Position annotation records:
○ ○ ○ ○

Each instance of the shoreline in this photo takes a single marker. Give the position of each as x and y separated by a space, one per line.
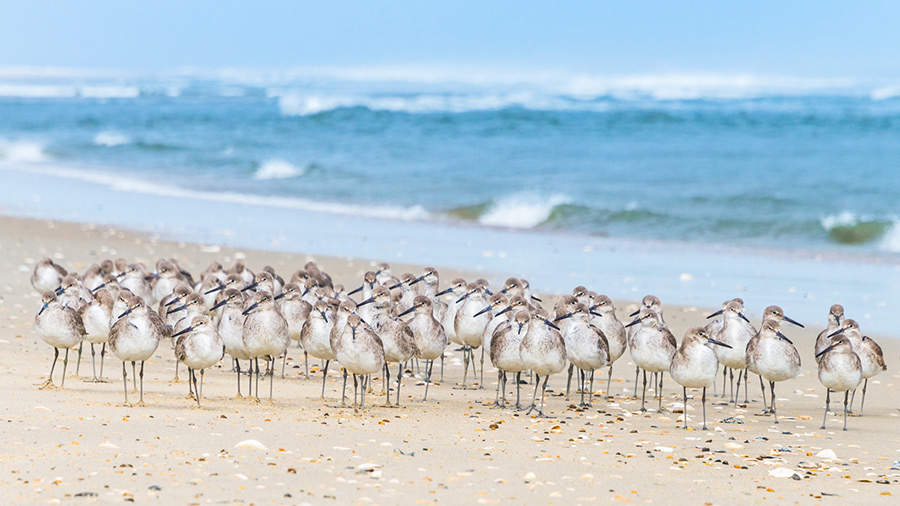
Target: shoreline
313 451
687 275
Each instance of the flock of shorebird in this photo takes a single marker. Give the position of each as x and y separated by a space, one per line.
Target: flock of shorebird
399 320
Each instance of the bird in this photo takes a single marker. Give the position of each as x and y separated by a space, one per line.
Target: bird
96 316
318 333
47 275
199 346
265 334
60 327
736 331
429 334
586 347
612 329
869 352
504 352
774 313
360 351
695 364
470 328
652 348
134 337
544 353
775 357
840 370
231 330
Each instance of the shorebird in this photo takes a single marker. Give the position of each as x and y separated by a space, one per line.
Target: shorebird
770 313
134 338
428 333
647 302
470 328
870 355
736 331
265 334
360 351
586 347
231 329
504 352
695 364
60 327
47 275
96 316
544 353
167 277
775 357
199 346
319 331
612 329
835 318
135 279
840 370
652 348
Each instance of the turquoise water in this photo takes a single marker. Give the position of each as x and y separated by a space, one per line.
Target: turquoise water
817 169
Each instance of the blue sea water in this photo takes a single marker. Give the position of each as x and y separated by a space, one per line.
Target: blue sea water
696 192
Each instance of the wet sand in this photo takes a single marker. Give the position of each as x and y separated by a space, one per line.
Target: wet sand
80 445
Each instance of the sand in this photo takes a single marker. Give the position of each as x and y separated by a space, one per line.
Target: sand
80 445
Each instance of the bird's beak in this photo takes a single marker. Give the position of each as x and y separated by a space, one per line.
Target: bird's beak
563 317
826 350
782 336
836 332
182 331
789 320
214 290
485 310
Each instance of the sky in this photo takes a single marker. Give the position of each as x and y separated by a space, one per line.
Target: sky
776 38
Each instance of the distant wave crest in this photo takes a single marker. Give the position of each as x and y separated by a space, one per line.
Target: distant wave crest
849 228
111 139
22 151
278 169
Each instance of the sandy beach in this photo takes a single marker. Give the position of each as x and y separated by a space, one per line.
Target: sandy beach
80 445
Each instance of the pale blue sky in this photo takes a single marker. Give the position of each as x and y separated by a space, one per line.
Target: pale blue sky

○ ○ ○ ○

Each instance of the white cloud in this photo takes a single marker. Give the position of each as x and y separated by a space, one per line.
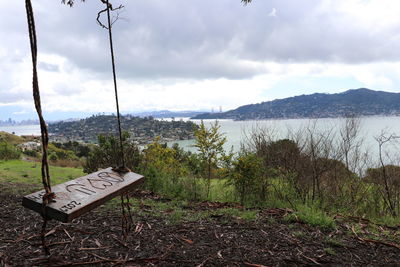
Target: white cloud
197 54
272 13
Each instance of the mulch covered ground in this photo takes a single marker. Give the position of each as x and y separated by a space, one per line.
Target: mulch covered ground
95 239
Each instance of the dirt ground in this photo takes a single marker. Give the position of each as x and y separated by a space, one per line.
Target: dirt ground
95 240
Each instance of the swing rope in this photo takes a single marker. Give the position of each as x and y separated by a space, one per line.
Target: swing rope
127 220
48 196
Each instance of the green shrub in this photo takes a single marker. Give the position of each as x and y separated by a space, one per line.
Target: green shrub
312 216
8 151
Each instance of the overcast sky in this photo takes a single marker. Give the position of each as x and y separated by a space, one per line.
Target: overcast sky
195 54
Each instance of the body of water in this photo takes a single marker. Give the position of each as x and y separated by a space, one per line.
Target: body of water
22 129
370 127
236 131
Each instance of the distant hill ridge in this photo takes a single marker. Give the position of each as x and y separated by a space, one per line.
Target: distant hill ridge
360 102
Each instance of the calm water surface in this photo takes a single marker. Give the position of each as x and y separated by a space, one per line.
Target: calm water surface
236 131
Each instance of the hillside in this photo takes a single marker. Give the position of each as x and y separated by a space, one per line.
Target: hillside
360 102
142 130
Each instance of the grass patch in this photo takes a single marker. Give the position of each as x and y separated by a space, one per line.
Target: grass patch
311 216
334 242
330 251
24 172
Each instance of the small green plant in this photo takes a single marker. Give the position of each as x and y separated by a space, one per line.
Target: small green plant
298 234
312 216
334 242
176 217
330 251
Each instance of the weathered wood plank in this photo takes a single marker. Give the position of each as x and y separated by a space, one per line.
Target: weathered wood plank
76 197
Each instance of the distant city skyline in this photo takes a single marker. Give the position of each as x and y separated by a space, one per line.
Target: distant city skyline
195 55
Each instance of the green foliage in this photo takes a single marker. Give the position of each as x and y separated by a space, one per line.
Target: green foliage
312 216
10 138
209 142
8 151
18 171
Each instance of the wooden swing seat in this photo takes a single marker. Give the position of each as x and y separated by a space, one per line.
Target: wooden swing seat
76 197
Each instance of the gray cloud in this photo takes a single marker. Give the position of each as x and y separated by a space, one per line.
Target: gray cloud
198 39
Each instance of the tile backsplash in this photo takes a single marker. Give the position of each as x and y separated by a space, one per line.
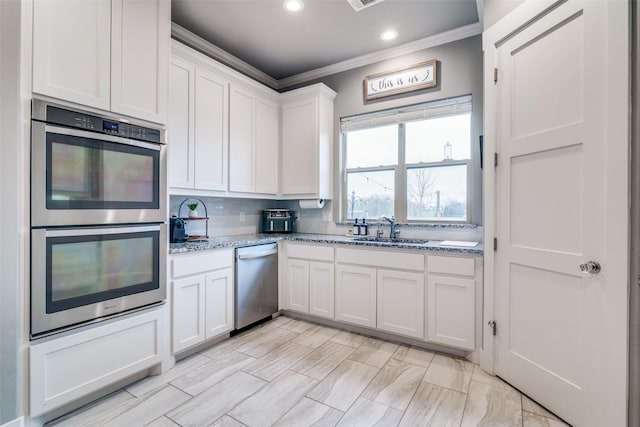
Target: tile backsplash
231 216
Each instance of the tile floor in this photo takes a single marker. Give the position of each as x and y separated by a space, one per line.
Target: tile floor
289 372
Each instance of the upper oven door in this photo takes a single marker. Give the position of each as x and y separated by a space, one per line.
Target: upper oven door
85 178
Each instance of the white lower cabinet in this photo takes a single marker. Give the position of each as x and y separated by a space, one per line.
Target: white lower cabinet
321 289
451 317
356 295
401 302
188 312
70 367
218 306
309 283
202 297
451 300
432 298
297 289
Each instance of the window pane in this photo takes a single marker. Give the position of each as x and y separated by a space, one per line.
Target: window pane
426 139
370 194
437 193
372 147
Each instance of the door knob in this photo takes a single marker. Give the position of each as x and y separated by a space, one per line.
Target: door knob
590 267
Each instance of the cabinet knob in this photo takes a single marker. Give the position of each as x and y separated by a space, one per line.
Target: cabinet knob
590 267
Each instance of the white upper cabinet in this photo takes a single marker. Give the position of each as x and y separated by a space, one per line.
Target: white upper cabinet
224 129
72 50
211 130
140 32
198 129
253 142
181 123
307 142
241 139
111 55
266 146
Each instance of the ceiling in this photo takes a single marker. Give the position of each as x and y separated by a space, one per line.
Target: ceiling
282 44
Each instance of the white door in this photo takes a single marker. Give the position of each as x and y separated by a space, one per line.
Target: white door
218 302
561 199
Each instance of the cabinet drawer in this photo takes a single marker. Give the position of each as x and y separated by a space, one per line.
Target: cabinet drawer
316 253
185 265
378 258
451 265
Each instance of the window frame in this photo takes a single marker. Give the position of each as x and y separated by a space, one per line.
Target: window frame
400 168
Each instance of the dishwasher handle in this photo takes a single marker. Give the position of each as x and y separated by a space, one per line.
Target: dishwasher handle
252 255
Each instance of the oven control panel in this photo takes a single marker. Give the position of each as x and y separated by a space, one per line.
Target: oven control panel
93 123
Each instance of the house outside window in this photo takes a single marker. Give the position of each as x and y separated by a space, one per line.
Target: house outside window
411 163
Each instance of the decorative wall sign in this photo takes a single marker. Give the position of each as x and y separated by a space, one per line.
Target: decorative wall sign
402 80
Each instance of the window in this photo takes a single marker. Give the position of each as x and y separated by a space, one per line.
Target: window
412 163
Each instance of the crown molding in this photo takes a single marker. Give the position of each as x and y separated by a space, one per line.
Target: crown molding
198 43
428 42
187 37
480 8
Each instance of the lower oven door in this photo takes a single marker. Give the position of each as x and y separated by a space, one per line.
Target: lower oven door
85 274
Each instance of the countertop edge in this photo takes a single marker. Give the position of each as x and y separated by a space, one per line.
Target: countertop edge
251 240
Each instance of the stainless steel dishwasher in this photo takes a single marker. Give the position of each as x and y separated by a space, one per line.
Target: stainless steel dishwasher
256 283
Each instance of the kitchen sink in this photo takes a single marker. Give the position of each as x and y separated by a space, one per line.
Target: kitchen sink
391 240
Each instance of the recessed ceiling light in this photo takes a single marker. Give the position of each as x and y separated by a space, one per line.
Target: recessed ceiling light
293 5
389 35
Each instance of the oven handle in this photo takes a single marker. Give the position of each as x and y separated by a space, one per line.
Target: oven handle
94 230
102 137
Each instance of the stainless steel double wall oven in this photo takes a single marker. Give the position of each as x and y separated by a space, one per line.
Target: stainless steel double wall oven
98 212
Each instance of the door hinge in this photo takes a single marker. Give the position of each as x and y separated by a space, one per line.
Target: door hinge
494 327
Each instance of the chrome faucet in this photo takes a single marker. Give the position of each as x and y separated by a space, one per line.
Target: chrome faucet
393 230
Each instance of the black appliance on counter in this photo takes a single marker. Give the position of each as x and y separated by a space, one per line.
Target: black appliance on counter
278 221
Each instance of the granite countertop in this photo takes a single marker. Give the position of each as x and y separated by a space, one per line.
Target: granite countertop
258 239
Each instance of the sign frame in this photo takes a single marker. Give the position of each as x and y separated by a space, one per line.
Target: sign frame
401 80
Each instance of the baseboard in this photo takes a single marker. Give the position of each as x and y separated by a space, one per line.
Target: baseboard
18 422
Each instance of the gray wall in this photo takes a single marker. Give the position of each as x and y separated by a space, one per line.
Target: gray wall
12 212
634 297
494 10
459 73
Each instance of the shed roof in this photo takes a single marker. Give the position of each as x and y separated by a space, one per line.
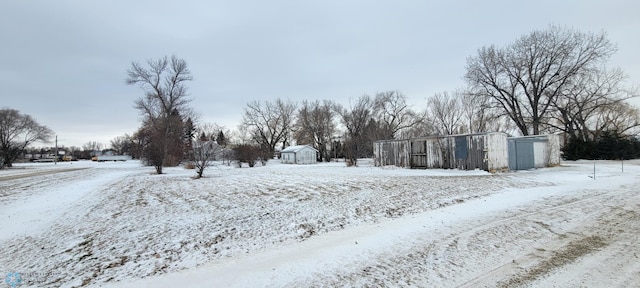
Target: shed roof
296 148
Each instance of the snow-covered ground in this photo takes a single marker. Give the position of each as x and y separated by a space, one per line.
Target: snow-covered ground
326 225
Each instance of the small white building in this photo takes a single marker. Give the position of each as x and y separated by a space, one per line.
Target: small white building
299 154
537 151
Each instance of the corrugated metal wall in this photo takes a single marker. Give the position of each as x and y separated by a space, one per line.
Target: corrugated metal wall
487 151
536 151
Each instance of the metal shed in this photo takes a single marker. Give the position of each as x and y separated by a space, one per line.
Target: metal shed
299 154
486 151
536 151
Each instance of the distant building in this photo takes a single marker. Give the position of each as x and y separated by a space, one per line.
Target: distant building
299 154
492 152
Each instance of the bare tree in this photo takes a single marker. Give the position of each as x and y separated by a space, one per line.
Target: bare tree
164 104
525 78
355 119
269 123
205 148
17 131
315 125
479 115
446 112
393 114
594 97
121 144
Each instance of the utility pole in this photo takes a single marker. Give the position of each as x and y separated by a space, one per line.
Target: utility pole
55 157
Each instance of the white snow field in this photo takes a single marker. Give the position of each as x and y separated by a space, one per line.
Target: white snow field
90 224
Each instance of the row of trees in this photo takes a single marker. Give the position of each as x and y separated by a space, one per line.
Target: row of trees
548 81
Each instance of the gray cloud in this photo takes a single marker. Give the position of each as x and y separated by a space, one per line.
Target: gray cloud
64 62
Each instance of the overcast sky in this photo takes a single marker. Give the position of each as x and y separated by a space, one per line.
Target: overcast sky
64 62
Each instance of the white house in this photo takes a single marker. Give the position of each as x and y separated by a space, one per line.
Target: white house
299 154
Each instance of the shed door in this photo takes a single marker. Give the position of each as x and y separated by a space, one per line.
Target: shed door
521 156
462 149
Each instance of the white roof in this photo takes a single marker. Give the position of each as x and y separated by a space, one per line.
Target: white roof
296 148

○ ○ ○ ○

Collect and copy every line of the material that contains the string "ground". Matches must agree in case.

Each instance of the mulch covered ground in this photo takes a single marker. Give the position of each as x and y separated by a space, one per line.
Target: mulch covered ground
Each instance of the dirt ground in this photo takes a single marker. Give the position of each as x and y separated by a space, one per line.
Target: dirt ground
Each instance of the snow-covered ground in this photo takes a single marker. Give the position of each as x and y separated by a space, one per line.
Target: snow-covered ground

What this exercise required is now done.